TASK INSTRUCTIONS
Copy the stretch of the records from the line that contains "Could you point to the gravel" through the line that contains "column 992, row 715", character for character, and include nothing else.

DATA TO PROCESS

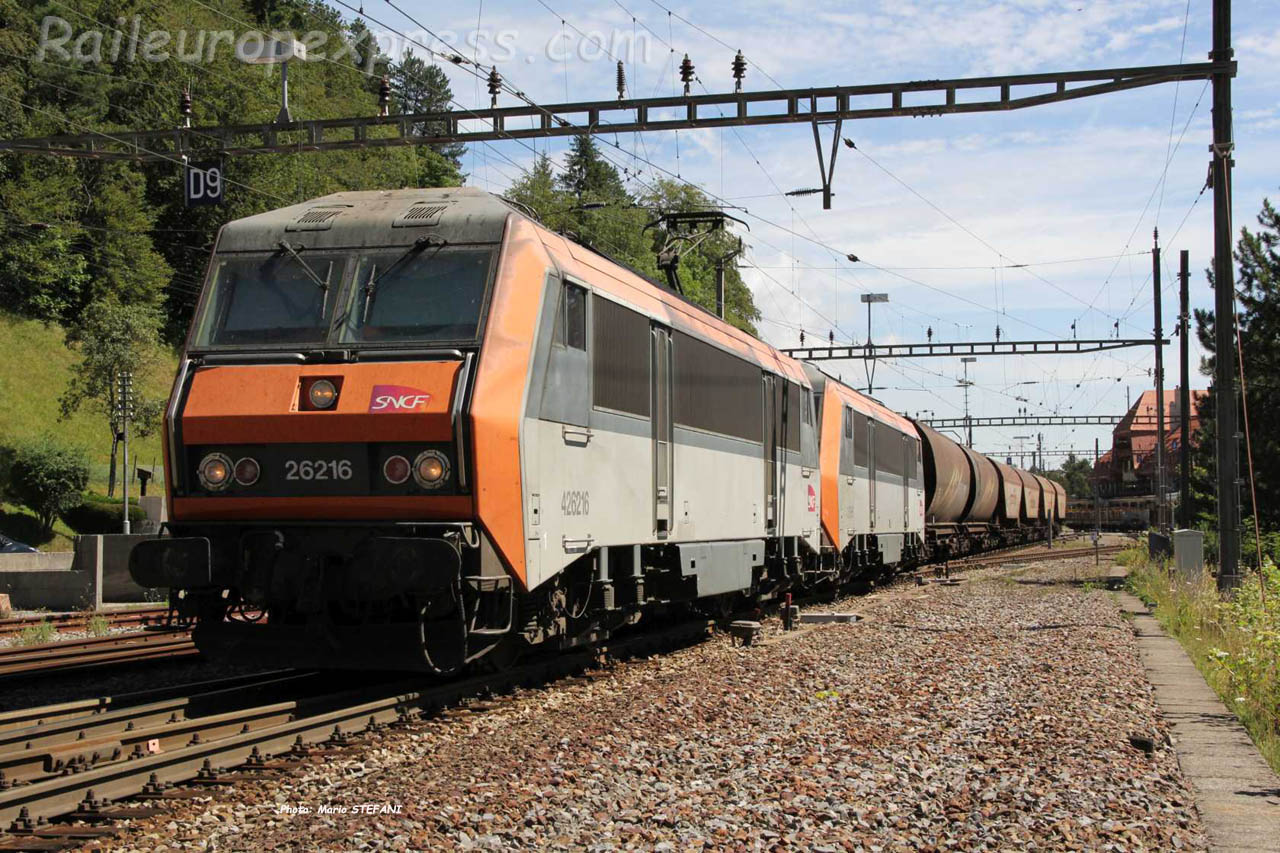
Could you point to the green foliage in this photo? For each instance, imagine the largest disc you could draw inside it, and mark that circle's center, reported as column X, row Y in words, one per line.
column 77, row 232
column 113, row 337
column 590, row 203
column 101, row 515
column 1074, row 477
column 37, row 634
column 1234, row 642
column 31, row 386
column 48, row 478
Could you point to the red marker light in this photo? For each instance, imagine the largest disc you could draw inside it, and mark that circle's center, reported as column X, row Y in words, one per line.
column 396, row 470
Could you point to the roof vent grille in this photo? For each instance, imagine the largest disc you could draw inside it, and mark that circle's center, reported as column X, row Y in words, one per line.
column 420, row 215
column 316, row 218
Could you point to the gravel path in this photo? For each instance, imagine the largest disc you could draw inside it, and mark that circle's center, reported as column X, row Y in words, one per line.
column 992, row 715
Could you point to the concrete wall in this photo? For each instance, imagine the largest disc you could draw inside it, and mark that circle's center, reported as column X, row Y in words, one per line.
column 117, row 583
column 40, row 561
column 48, row 580
column 97, row 571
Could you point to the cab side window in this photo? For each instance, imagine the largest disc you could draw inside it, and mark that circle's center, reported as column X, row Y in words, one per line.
column 571, row 323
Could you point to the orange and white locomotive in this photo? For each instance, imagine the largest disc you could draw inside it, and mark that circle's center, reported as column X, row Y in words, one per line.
column 416, row 429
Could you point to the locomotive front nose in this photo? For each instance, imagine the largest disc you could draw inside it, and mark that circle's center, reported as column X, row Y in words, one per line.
column 330, row 441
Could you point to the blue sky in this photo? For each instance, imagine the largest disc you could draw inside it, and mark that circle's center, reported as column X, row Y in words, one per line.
column 1043, row 187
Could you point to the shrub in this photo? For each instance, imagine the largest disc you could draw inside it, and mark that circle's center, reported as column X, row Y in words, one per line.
column 100, row 515
column 48, row 478
column 37, row 634
column 1234, row 641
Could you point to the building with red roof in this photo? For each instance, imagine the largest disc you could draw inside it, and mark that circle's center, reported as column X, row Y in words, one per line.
column 1129, row 466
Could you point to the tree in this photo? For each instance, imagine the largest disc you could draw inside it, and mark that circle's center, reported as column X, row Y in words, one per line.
column 421, row 87
column 48, row 478
column 1257, row 255
column 110, row 338
column 590, row 203
column 588, row 176
column 1074, row 477
column 42, row 274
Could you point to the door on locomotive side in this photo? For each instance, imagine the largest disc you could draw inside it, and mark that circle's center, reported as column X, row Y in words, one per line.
column 908, row 473
column 873, row 486
column 771, row 392
column 663, row 456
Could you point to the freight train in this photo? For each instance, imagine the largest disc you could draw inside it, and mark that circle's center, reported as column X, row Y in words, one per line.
column 416, row 429
column 1130, row 512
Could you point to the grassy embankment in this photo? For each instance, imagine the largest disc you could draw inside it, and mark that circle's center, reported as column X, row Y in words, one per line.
column 1235, row 644
column 35, row 366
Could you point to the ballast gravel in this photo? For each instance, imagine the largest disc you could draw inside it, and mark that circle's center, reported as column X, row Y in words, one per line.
column 990, row 715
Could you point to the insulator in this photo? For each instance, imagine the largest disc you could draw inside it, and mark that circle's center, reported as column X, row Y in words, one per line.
column 739, row 71
column 686, row 72
column 494, row 86
column 384, row 96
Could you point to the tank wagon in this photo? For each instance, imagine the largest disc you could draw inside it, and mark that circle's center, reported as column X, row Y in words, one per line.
column 416, row 429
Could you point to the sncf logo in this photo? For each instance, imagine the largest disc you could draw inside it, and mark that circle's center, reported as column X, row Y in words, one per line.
column 397, row 398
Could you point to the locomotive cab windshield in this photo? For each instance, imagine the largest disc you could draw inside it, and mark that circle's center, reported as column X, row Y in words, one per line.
column 429, row 293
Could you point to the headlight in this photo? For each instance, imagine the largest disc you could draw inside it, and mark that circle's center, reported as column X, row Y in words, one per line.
column 396, row 469
column 323, row 393
column 247, row 471
column 430, row 469
column 215, row 471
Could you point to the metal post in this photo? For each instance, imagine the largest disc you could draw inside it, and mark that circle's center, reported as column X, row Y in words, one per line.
column 1224, row 308
column 1097, row 506
column 869, row 365
column 126, row 411
column 1160, row 387
column 720, row 288
column 284, row 118
column 1184, row 395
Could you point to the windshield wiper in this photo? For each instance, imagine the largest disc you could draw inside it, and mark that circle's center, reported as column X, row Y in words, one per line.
column 321, row 283
column 374, row 277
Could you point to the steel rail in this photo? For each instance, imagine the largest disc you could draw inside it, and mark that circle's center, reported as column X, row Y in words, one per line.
column 76, row 621
column 55, row 658
column 329, row 717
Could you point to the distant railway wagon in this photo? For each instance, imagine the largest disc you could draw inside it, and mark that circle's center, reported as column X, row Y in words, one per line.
column 1133, row 512
column 416, row 429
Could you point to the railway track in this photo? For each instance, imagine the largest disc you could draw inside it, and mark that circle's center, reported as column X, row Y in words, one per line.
column 74, row 763
column 135, row 617
column 986, row 561
column 72, row 656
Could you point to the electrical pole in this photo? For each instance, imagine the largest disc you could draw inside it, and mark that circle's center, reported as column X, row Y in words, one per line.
column 871, row 299
column 720, row 277
column 1097, row 505
column 124, row 411
column 1224, row 309
column 965, row 384
column 1160, row 386
column 1184, row 395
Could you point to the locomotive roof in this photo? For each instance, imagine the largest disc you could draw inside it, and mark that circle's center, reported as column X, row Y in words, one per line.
column 374, row 218
column 818, row 378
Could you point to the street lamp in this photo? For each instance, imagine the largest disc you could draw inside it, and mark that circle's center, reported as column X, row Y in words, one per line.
column 275, row 51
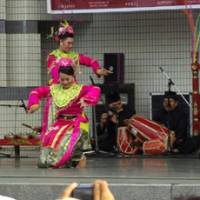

TASK SOLUTION
Could you point to the gravel path in this photo? For each instance, imagine the largest disc you could draw inside it, and mark that circle's center, reported as column X, row Y in words, one per line.
column 992, row 715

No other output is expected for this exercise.